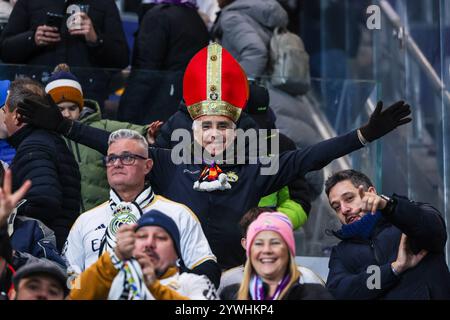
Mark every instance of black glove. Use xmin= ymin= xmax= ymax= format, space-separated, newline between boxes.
xmin=359 ymin=101 xmax=412 ymax=142
xmin=17 ymin=94 xmax=73 ymax=135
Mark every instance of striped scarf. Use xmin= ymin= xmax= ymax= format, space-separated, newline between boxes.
xmin=98 ymin=186 xmax=155 ymax=257
xmin=249 ymin=274 xmax=291 ymax=300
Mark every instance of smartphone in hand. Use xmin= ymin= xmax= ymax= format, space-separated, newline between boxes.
xmin=45 ymin=12 xmax=64 ymax=32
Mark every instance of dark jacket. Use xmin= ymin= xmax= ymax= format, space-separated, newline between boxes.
xmin=8 ymin=126 xmax=81 ymax=250
xmin=327 ymin=195 xmax=450 ymax=300
xmin=0 ymin=0 xmax=129 ymax=68
xmin=132 ymin=4 xmax=209 ymax=71
xmin=11 ymin=216 xmax=66 ymax=268
xmin=220 ymin=283 xmax=333 ymax=300
xmin=65 ymin=99 xmax=147 ymax=212
xmin=68 ymin=123 xmax=362 ymax=269
xmin=117 ymin=4 xmax=209 ymax=125
xmin=154 ymin=109 xmax=312 ymax=229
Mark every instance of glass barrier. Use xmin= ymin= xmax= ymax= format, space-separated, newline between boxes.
xmin=0 ymin=65 xmax=381 ymax=256
xmin=300 ymin=0 xmax=450 ymax=262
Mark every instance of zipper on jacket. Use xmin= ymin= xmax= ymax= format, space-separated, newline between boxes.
xmin=370 ymin=239 xmax=380 ymax=265
xmin=74 ymin=142 xmax=81 ymax=163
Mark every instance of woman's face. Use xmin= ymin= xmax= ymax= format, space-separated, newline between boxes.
xmin=250 ymin=231 xmax=289 ymax=281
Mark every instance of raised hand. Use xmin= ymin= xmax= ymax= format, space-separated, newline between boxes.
xmin=114 ymin=224 xmax=136 ymax=260
xmin=392 ymin=234 xmax=428 ymax=273
xmin=34 ymin=25 xmax=61 ymax=47
xmin=358 ymin=185 xmax=387 ymax=214
xmin=359 ymin=101 xmax=412 ymax=142
xmin=69 ymin=12 xmax=98 ymax=43
xmin=0 ymin=169 xmax=31 ymax=226
xmin=147 ymin=120 xmax=164 ymax=144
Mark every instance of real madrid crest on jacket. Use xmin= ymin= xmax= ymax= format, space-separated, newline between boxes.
xmin=60 ymin=43 xmax=370 ymax=269
xmin=63 ymin=187 xmax=216 ymax=274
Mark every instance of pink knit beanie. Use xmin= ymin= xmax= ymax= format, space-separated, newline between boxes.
xmin=247 ymin=212 xmax=295 ymax=256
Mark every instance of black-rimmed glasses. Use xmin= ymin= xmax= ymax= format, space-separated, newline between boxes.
xmin=103 ymin=152 xmax=148 ymax=167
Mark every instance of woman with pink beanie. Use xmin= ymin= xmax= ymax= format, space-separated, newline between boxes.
xmin=232 ymin=212 xmax=332 ymax=300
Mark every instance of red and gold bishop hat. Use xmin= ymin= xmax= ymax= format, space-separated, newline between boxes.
xmin=183 ymin=43 xmax=249 ymax=122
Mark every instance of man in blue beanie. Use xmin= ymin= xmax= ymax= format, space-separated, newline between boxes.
xmin=69 ymin=210 xmax=216 ymax=300
xmin=325 ymin=170 xmax=450 ymax=300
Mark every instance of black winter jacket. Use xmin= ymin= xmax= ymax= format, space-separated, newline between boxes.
xmin=8 ymin=126 xmax=81 ymax=250
xmin=0 ymin=0 xmax=129 ymax=69
xmin=64 ymin=123 xmax=362 ymax=269
xmin=117 ymin=4 xmax=209 ymax=125
xmin=132 ymin=4 xmax=209 ymax=71
xmin=327 ymin=195 xmax=450 ymax=300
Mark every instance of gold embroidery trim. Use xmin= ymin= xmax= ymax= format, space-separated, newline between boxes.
xmin=206 ymin=43 xmax=222 ymax=102
xmin=188 ymin=100 xmax=242 ymax=122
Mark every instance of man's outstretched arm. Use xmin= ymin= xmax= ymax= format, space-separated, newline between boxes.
xmin=17 ymin=95 xmax=109 ymax=154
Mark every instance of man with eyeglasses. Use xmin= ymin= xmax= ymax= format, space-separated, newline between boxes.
xmin=19 ymin=43 xmax=411 ymax=269
xmin=63 ymin=129 xmax=220 ymax=285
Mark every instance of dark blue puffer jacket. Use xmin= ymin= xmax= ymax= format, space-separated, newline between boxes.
xmin=10 ymin=216 xmax=66 ymax=269
xmin=327 ymin=195 xmax=450 ymax=300
xmin=8 ymin=126 xmax=81 ymax=250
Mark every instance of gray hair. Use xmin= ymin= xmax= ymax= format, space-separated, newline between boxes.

TO BE DONE: Reproduce the material from the line containing "Mark every instance of smartphone" through the line containing "xmin=45 ymin=12 xmax=64 ymax=32", both included, with "smartphone" changed to "mobile phone" and nothing else altered.

ANSWER FOR THIS EXERCISE:
Mark every instance of mobile phone in hand. Use xmin= ymin= xmax= ymax= format, space-separated, newline between boxes.
xmin=45 ymin=12 xmax=64 ymax=32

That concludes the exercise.